▸ EXERCISE DETAILS:
Collect every line in the records below that contains the word "green". Case counts.

▸ RECORDS FOR THE EXERCISE:
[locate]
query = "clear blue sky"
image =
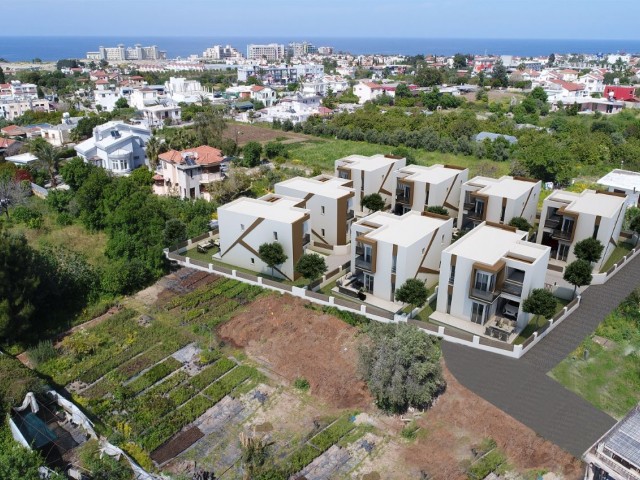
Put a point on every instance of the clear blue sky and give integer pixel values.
(540, 19)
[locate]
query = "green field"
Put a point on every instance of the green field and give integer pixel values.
(322, 153)
(608, 376)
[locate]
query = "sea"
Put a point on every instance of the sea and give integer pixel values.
(58, 47)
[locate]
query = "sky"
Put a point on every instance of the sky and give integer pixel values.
(528, 19)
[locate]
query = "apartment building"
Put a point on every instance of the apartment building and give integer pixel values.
(369, 175)
(484, 278)
(330, 204)
(187, 173)
(269, 52)
(387, 250)
(116, 146)
(616, 455)
(247, 223)
(498, 200)
(419, 187)
(568, 218)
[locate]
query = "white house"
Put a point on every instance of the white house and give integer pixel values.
(330, 204)
(247, 223)
(568, 218)
(387, 250)
(116, 146)
(498, 200)
(367, 91)
(484, 278)
(187, 173)
(419, 187)
(370, 175)
(625, 182)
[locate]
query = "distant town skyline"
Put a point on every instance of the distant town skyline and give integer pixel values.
(543, 19)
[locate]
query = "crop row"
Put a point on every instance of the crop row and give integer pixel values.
(194, 408)
(154, 375)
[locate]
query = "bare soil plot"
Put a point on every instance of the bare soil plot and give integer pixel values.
(295, 341)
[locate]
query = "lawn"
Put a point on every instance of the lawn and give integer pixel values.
(608, 376)
(537, 322)
(322, 153)
(620, 251)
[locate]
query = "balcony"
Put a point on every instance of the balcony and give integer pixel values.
(553, 222)
(559, 234)
(483, 295)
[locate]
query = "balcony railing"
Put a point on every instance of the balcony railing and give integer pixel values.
(363, 264)
(483, 295)
(561, 234)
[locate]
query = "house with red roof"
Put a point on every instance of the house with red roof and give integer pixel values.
(187, 173)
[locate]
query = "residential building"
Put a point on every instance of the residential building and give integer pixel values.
(187, 173)
(616, 455)
(270, 52)
(370, 175)
(419, 187)
(247, 223)
(368, 91)
(568, 218)
(625, 182)
(387, 250)
(484, 278)
(59, 135)
(498, 200)
(116, 146)
(330, 204)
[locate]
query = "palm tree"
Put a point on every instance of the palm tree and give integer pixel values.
(48, 157)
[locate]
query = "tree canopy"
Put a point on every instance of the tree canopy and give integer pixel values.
(401, 366)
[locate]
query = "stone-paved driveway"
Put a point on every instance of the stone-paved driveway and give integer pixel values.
(522, 388)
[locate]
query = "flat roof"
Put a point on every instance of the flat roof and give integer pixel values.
(589, 201)
(488, 244)
(432, 174)
(281, 210)
(504, 187)
(624, 438)
(623, 179)
(368, 164)
(402, 230)
(304, 185)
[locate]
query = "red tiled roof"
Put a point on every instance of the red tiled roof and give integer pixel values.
(6, 142)
(205, 155)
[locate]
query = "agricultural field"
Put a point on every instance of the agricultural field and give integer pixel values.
(183, 373)
(322, 153)
(605, 368)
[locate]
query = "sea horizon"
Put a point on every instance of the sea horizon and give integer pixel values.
(55, 47)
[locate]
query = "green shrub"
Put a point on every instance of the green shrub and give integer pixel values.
(301, 383)
(42, 352)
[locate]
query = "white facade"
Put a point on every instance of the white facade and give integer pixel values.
(489, 272)
(387, 250)
(568, 218)
(247, 223)
(116, 146)
(330, 204)
(370, 175)
(186, 174)
(419, 187)
(623, 181)
(498, 200)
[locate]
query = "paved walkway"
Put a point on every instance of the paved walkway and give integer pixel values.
(522, 388)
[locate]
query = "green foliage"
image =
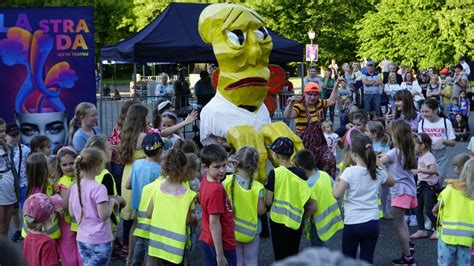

▸ RESULT OF THIS TASK:
query = "green field"
Put a point on every instance of the green field and give integer pixel values.
query = "green shrub"
Put a point on every instance of the green shrub and give integer pixel values.
query = "green foliage"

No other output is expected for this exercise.